Work item —
Copy out once more, exactly, the line with "Annotation task: put one keypoint on every instance of the white" and all the lines after it, up to the last line of the data.
(Data for the task begins)
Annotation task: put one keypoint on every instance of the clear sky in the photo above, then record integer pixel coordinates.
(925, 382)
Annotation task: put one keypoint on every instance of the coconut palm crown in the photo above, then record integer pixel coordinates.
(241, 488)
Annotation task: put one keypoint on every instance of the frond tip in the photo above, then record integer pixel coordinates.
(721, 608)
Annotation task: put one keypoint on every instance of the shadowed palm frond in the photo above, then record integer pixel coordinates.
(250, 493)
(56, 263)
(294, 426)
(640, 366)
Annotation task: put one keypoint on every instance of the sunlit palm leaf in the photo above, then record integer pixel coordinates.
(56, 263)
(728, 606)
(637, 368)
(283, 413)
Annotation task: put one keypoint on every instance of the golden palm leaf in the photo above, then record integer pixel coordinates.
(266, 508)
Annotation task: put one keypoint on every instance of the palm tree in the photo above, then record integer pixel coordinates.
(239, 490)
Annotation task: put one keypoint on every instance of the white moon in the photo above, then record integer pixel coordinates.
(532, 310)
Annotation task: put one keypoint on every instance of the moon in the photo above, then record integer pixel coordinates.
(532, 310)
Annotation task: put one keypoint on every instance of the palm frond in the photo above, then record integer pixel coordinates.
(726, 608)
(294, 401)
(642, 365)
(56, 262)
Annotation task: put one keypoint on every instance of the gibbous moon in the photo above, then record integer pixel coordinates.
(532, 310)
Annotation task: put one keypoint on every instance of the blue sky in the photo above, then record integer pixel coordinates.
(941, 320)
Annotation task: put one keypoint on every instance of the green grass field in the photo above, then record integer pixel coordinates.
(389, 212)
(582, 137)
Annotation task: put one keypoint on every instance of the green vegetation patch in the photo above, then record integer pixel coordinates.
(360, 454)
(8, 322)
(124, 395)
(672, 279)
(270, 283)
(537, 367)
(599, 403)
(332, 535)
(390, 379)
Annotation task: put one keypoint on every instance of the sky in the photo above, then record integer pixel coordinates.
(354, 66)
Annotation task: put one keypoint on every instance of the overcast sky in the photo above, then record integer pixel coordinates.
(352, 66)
(Data for the task ends)
Final answer —
Annotation task: put one keypoint on every instance of the white moon in the photo above, then record integer pixel coordinates.
(532, 310)
Annotation task: put one keypoint on every instance of the moon in the photo above, then record integer pixel coordinates.
(532, 310)
Annotation task: put one keypoint on every instance of the palm frond in the photo above, then record integer pixel coordinates.
(726, 608)
(294, 401)
(642, 365)
(56, 262)
Annotation task: put one keypoint on every instance of the gibbous moon in the photo above, then record integer pixel coordinates.
(532, 310)
Annotation task: put one keypoint on every instance of the blue sky in the photo above, then record integer pixel coordinates.
(941, 320)
Annotation task: put one keypoint on every instance of the green grass field in the photo above, then record integer pixel coordinates.
(389, 212)
(582, 137)
Annotation task: put one keypoint on every instance of the green vegetation patch in the photo above, then record integer pixel coordinates.
(360, 454)
(8, 322)
(124, 395)
(672, 279)
(270, 283)
(537, 367)
(599, 403)
(332, 535)
(390, 379)
Annotation task: put one keypoint on every instance of the sky in the photo above, then record integer pixel coordinates.
(354, 66)
Annotation task: put one keypoint on every instance of the overcast sky in the photo above, then record integer pixel coordinates.
(352, 66)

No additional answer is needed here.